By: Brett (ggtgp.delete@this.yahoo.com), January 4, 2021 5:08 pm
Room: Moderated Discussions
Jason Snyder (jmcsnyder.delete@this.hotmail.com) on January 4, 2021 1:44 pm wrote:
> I was kind of surprised when Linus Torvalds went for a Threadripper with only ECC UDIMM support
> (with UDIMMS being so hard to find) and the other Linus (Sebastian) didn't even use ECC RAM when
> building the system for Torvalds. It seemed like the hot setup would have been to go Epyc, use
> RDIMMS, and decouple RAM speed from Infinity Fabric speed to get top performance as you are not
> going to find ECC DIMMs that are fast enough to make sense to use the default 1:1 clock ratio.

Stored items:
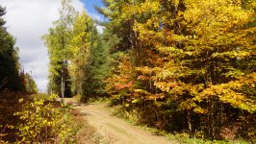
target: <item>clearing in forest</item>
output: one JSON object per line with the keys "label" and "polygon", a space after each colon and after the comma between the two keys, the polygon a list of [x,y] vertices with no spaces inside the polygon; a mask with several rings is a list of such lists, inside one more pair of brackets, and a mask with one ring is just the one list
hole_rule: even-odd
{"label": "clearing in forest", "polygon": [[85,116],[88,123],[104,136],[108,143],[115,144],[170,144],[175,143],[164,136],[152,134],[141,127],[133,126],[123,119],[113,116],[106,104],[80,104],[75,99],[65,99]]}

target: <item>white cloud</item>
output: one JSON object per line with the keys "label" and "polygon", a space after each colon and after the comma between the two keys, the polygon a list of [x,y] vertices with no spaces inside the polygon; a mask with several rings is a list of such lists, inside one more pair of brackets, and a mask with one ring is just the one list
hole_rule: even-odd
{"label": "white cloud", "polygon": [[[0,4],[7,8],[6,26],[16,37],[25,71],[32,71],[39,90],[45,91],[49,60],[40,37],[58,19],[61,0],[0,0]],[[84,10],[84,4],[79,0],[73,0],[72,5],[79,12]]]}

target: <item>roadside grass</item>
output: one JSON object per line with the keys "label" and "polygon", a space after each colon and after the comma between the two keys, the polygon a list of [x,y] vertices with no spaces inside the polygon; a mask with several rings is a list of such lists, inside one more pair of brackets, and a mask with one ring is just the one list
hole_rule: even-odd
{"label": "roadside grass", "polygon": [[113,106],[111,99],[102,98],[98,100],[92,100],[91,102],[96,104],[106,104],[106,108],[113,113],[113,115],[122,118],[132,125],[139,126],[146,131],[151,132],[155,135],[165,136],[174,143],[181,144],[249,144],[249,142],[244,141],[243,139],[236,140],[208,140],[196,137],[190,137],[186,132],[182,133],[169,133],[165,131],[158,130],[156,128],[150,128],[146,125],[140,124],[138,118],[135,114],[128,113],[123,109],[122,106]]}

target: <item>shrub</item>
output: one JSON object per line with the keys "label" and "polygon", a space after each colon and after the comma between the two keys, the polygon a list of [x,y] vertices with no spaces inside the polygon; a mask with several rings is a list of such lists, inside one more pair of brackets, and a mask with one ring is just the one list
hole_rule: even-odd
{"label": "shrub", "polygon": [[20,119],[17,129],[21,142],[64,142],[71,134],[70,109],[64,105],[56,108],[55,98],[19,100],[21,108],[14,115]]}

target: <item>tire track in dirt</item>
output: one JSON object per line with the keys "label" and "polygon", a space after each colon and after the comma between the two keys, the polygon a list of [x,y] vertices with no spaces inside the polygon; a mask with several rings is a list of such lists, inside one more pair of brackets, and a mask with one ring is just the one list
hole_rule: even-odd
{"label": "tire track in dirt", "polygon": [[98,133],[111,144],[173,144],[175,142],[153,135],[138,126],[133,126],[123,119],[113,116],[106,105],[92,103],[83,105],[74,99],[65,99],[75,109],[85,116],[88,123],[94,127]]}

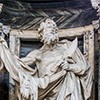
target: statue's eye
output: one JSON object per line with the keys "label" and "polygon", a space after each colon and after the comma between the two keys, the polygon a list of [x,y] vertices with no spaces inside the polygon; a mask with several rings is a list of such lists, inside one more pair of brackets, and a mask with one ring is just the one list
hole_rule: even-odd
{"label": "statue's eye", "polygon": [[48,24],[50,24],[50,22],[48,22]]}

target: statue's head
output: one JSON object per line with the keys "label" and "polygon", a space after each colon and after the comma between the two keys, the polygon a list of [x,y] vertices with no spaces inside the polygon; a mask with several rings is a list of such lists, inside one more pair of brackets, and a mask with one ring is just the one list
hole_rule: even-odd
{"label": "statue's head", "polygon": [[11,30],[10,27],[0,23],[0,36],[2,36],[3,38],[7,37],[8,34],[10,33],[10,30]]}
{"label": "statue's head", "polygon": [[41,41],[44,44],[55,44],[59,40],[57,25],[50,18],[47,18],[45,22],[40,24],[38,31],[41,37]]}

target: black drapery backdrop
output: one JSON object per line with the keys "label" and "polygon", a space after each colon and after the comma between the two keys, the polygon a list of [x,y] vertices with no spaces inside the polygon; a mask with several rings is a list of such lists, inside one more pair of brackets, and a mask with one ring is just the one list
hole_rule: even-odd
{"label": "black drapery backdrop", "polygon": [[0,22],[15,29],[37,29],[51,17],[59,28],[89,25],[97,19],[90,0],[0,0]]}

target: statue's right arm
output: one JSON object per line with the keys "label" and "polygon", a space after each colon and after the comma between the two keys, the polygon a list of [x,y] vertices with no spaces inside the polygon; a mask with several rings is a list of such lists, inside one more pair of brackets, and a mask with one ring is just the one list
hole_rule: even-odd
{"label": "statue's right arm", "polygon": [[26,57],[21,58],[21,60],[28,65],[34,64],[37,52],[38,50],[31,51]]}

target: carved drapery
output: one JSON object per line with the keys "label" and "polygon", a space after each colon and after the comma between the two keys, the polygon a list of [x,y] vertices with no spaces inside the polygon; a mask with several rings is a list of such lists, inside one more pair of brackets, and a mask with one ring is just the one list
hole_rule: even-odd
{"label": "carved drapery", "polygon": [[[93,26],[85,26],[79,28],[72,28],[72,29],[62,29],[59,30],[59,37],[71,38],[76,36],[83,36],[83,53],[85,58],[89,61],[91,65],[91,73],[93,75],[94,71],[94,31]],[[20,53],[20,39],[24,38],[39,38],[37,31],[20,31],[20,30],[12,30],[10,33],[10,48],[11,50],[19,55]],[[13,42],[11,42],[13,41]],[[14,92],[14,91],[13,91]],[[13,94],[14,95],[14,94]],[[12,96],[10,95],[10,100],[12,100]]]}

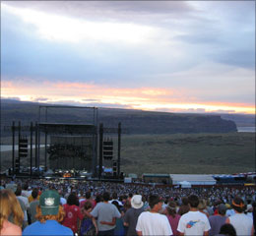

PROMPT 1: In the forum post about the Threadripper build for Linus Torvalds, what did the quoted reply call the hot setup?
PROMPT 2: Update the forum post from "By: Brett (ggtgp.delete@this.yahoo.com), January" up to and including "1:1 clock ratio.", replacing "RDIMMS" with "registered DIMMs".
PROMPT 3: Continue the forum post about the Threadripper build for Linus Torvalds from the point where it stops.

ANSWER BOX 1: Going Epyc with RDIMMS and decoupling RAM speed from Infinity Fabric speed.

ANSWER BOX 2:
By: Brett (ggtgp.delete@this.yahoo.com), January 4, 2021 5:08 pm
Room: Moderated Discussions
Jason Snyder (jmcsnyder.delete@this.hotmail.com) on January 4, 2021 1:44 pm wrote:
> I was kind of surprised when Linus Torvalds went for a Threadripper with only ECC UDIMM support
> (with UDIMMS being so hard to find) and the other Linus (Sebastian) didn't even use ECC RAM when
> building the system for Torvalds. It seemed like the hot setup would have been to go Epyc, use
> registered DIMMs, and decouple RAM speed from Infinity Fabric speed to get top performance as you are not
> going to find ECC DIMMs that are fast enough to make sense to use the default 1:1 clock ratio.

ANSWER BOX 3:
>
> Also if you really want quiet without a heat sink so big on top of the CPU that it will detach from the motherboard
> while still attached to its chunk of motherboard (at least a problem I have had when shipping via UPS, though
> never a problem with FedEx for me), there is something to say about liquid cooling, at least with the right cooling
> solution selected. Just if you go with a custom loop, go for clear (die free) coolant unless aesthetics matter
> more than function as the clear stuff with the right metals in the loop (never mix copper and aluminum parts
> for example) won't gum up as fast. Then again I suppose with AMD Epyc you could select a processor with lots
> of thermal headroom and just scale back the fan speed. The other problem with going with Intel is they tend
> to have a very high temperature delta between the die and IHS under load, leaving little headroom for the cooler
> to do its job, so you end up really ramping up your cooling solution so the plate on it is as close to ambient
> as possible. However if you have the right AMD Epyc under the hood, the plate on the cooler can be relatively
> hot (compared to a proper Intel solution) and it is OK because the temperature delta between the die and the
> IHS is relatively small. This is as in going for a high core count (many cores to spread the heat generation
> across), low clock speed, low TDP (for the core count) CPU. AMD tends to use a solder for the heat transfer
> material, which is bad for the large dies Intel uses as the large dies tend to micro-fracture and fail prematurely
> due to differential heat expansion between the die and hard solder, but AMDs multiple smaller dies tend to fair
> better. The cheap TIM thermal paste Intel tends to use has poor heat transfer capability, so in addition to
> jamming more power into fewer cores, the heat transfer off of those cores is poor.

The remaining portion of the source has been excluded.